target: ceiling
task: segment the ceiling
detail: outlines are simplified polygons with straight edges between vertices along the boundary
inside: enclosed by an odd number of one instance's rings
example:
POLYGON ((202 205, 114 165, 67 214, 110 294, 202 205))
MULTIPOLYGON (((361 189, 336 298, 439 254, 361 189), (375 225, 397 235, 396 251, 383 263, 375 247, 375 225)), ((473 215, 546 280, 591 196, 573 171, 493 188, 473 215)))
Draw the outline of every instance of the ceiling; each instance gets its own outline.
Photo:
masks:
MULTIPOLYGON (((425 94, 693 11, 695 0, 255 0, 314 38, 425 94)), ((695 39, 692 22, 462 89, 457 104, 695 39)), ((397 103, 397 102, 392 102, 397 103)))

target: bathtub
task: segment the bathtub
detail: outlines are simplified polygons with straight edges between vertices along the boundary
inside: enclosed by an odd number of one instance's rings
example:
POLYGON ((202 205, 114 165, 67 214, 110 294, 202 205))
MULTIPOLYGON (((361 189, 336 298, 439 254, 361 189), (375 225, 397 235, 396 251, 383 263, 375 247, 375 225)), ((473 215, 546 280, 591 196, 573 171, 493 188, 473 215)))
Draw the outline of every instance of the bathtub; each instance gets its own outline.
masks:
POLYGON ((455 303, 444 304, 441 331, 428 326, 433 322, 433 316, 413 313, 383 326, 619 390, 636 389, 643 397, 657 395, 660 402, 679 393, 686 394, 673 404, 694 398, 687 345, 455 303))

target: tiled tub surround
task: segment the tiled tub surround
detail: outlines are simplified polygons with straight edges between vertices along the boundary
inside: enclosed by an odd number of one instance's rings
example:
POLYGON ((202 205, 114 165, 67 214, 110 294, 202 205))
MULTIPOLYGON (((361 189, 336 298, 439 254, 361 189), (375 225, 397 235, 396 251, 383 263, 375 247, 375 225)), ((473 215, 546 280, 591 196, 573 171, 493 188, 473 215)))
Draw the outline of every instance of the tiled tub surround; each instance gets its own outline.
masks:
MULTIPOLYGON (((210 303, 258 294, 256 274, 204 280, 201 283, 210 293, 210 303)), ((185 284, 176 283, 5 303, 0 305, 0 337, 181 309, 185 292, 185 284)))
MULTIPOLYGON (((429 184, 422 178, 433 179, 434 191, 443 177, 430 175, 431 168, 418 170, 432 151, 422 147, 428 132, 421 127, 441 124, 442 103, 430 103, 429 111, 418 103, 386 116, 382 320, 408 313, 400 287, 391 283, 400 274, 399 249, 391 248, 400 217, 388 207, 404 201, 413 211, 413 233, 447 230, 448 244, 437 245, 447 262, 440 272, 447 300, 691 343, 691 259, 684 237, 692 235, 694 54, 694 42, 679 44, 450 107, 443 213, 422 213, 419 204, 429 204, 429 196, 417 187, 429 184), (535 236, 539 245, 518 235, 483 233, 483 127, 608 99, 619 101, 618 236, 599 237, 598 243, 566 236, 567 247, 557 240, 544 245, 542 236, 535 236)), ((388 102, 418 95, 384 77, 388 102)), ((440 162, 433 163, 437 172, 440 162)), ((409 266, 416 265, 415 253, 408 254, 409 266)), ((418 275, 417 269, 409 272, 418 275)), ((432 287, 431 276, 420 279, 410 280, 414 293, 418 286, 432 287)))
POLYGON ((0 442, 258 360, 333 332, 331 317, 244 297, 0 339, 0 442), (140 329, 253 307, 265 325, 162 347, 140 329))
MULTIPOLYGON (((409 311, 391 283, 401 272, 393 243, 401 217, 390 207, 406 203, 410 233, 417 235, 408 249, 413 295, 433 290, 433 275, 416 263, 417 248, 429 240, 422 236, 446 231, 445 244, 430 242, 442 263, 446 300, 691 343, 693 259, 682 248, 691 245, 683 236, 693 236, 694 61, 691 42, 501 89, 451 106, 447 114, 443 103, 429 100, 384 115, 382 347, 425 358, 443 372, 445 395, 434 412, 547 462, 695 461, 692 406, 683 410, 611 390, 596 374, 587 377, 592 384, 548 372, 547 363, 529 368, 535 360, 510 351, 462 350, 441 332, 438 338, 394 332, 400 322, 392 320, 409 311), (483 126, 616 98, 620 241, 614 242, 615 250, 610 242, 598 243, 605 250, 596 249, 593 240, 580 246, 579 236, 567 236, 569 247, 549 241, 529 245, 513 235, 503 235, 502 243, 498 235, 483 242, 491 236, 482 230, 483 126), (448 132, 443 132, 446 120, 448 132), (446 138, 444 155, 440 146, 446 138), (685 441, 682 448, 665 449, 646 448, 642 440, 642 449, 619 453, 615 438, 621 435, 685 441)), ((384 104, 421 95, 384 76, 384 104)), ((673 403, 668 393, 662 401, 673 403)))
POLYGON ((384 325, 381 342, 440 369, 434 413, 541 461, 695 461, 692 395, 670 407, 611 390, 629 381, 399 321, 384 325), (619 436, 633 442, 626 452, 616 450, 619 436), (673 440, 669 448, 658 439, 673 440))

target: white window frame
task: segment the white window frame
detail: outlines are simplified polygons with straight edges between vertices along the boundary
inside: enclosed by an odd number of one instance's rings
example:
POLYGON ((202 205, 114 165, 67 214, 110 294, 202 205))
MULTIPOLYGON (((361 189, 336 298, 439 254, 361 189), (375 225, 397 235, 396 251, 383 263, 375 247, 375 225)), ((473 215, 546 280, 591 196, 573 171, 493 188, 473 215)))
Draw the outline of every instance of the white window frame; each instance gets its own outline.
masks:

[Stated goal]:
Copy all the rows above, switching every "simplified polygons" to "approximate polygons" and leaving everything else as it is.

[Solution to this problem]:
target: ceiling
task: segment the ceiling
detail: outlines are approximate polygons with straight edges between vertices along the boundary
inside: enclosed by an odd number of one instance's rings
example:
POLYGON ((202 205, 114 165, 67 214, 110 294, 202 205))
MULTIPOLYGON (((361 189, 336 298, 439 254, 361 189), (375 225, 397 235, 396 251, 383 263, 375 247, 375 225)), ((473 215, 546 280, 591 196, 573 171, 493 188, 473 215)))
Draw the outline of every instance of the ceiling; each instance gets its own outline.
Photo:
masks:
MULTIPOLYGON (((425 94, 693 11, 695 0, 255 0, 314 38, 425 94)), ((695 39, 692 22, 462 89, 457 104, 695 39)), ((397 103, 397 102, 392 102, 397 103)))

target: bathtub
task: segment the bathtub
detail: outlines are approximate polygons with straight edges between vertices along the boundary
inside: enclosed by an odd number of one instance's rings
example:
POLYGON ((202 205, 114 165, 67 214, 110 294, 202 205))
MULTIPOLYGON (((361 189, 336 298, 439 254, 361 189), (375 225, 397 235, 396 251, 383 263, 375 247, 375 225)), ((473 215, 546 280, 591 196, 573 171, 493 188, 473 215)))
Draw the outline of every instance of the bathtub; each instance gets its own outline.
masks:
POLYGON ((455 303, 444 304, 441 331, 428 326, 433 322, 433 316, 413 313, 383 326, 619 390, 636 389, 643 397, 657 395, 660 402, 679 393, 686 394, 673 404, 694 398, 687 345, 455 303))

target: tiled tub surround
task: segment the tiled tub surround
detail: outlines are approximate polygons with straight edges between vertices along the boundary
inside: enclosed by an odd number of one instance's rings
example:
POLYGON ((202 205, 114 165, 67 214, 110 294, 202 205))
MULTIPOLYGON (((361 189, 336 298, 439 254, 361 189), (375 225, 397 235, 396 251, 383 263, 375 247, 375 225)), ((473 215, 546 280, 591 196, 573 171, 493 188, 473 215)))
Draw the outline of every instance of the tiled tub surround; each instance gets its own outline.
masks:
MULTIPOLYGON (((210 303, 258 294, 256 274, 204 280, 201 283, 210 293, 210 303)), ((185 284, 176 283, 5 303, 0 305, 0 337, 181 309, 185 292, 185 284)))
MULTIPOLYGON (((429 184, 422 178, 433 179, 434 191, 443 177, 430 175, 431 168, 418 170, 432 151, 422 147, 428 132, 421 127, 441 124, 442 103, 430 103, 429 111, 418 103, 386 116, 382 320, 408 313, 400 287, 391 283, 400 274, 399 249, 391 248, 400 217, 388 207, 404 201, 413 211, 413 233, 447 230, 448 244, 437 245, 447 262, 440 272, 447 300, 691 343, 691 259, 684 237, 692 235, 694 54, 694 42, 679 44, 450 107, 443 213, 422 213, 419 204, 429 204, 429 196, 417 187, 429 184), (535 236, 539 245, 518 235, 483 233, 483 127, 608 99, 619 101, 618 236, 599 237, 598 243, 566 236, 567 247, 557 240, 544 245, 542 236, 535 236)), ((388 102, 418 95, 384 77, 388 102)), ((440 162, 433 163, 437 172, 440 162)), ((409 266, 416 265, 415 253, 408 254, 409 266)), ((418 275, 417 269, 409 272, 418 275)), ((432 287, 431 276, 420 279, 410 280, 414 293, 418 286, 432 287)))
POLYGON ((0 442, 258 360, 333 332, 331 317, 244 297, 0 339, 0 442), (140 329, 253 307, 265 325, 162 347, 140 329))
MULTIPOLYGON (((409 311, 391 283, 401 272, 393 243, 401 217, 390 207, 406 203, 410 233, 417 235, 408 249, 413 295, 433 290, 433 275, 416 263, 417 248, 429 240, 422 236, 446 231, 445 244, 430 242, 442 263, 446 300, 691 343, 693 259, 682 248, 691 245, 683 236, 693 236, 694 61, 691 42, 501 89, 451 106, 447 114, 443 103, 429 100, 384 115, 382 347, 425 358, 443 372, 445 395, 434 412, 547 462, 695 461, 692 406, 683 410, 611 390, 596 374, 587 377, 592 384, 548 372, 547 363, 529 368, 535 360, 510 351, 462 350, 441 332, 438 338, 394 332, 400 322, 392 320, 409 311), (483 126, 616 98, 620 241, 614 242, 615 250, 610 242, 598 243, 605 250, 596 249, 593 240, 580 246, 579 236, 567 236, 569 247, 549 241, 529 245, 513 235, 503 235, 502 243, 498 235, 483 242, 491 236, 482 230, 483 126), (448 132, 443 132, 446 120, 448 132), (446 138, 444 155, 440 146, 446 138), (685 441, 682 448, 665 449, 646 448, 642 440, 642 449, 619 453, 615 438, 621 435, 685 441)), ((384 104, 421 95, 384 76, 384 104)), ((673 403, 668 393, 662 401, 673 403)))
POLYGON ((384 325, 381 342, 440 369, 434 413, 541 461, 695 461, 692 395, 670 407, 611 390, 629 381, 399 321, 384 325), (619 436, 633 442, 626 452, 616 450, 619 436), (673 440, 669 448, 658 439, 673 440))

target: white window frame
task: segment the white window frame
detail: outlines are approximate polygons with straight edges between vertices along the boundary
inside: enclosed by an odd number of one instance's rings
example:
POLYGON ((202 205, 114 165, 67 214, 110 294, 202 205))
MULTIPOLYGON (((361 189, 336 298, 439 254, 361 189), (375 225, 397 235, 396 251, 383 263, 375 247, 375 225)), ((473 215, 546 280, 591 196, 573 171, 493 188, 473 215)))
Draw the outline of every instance of the white window frame; each instance gets its own outline.
masks:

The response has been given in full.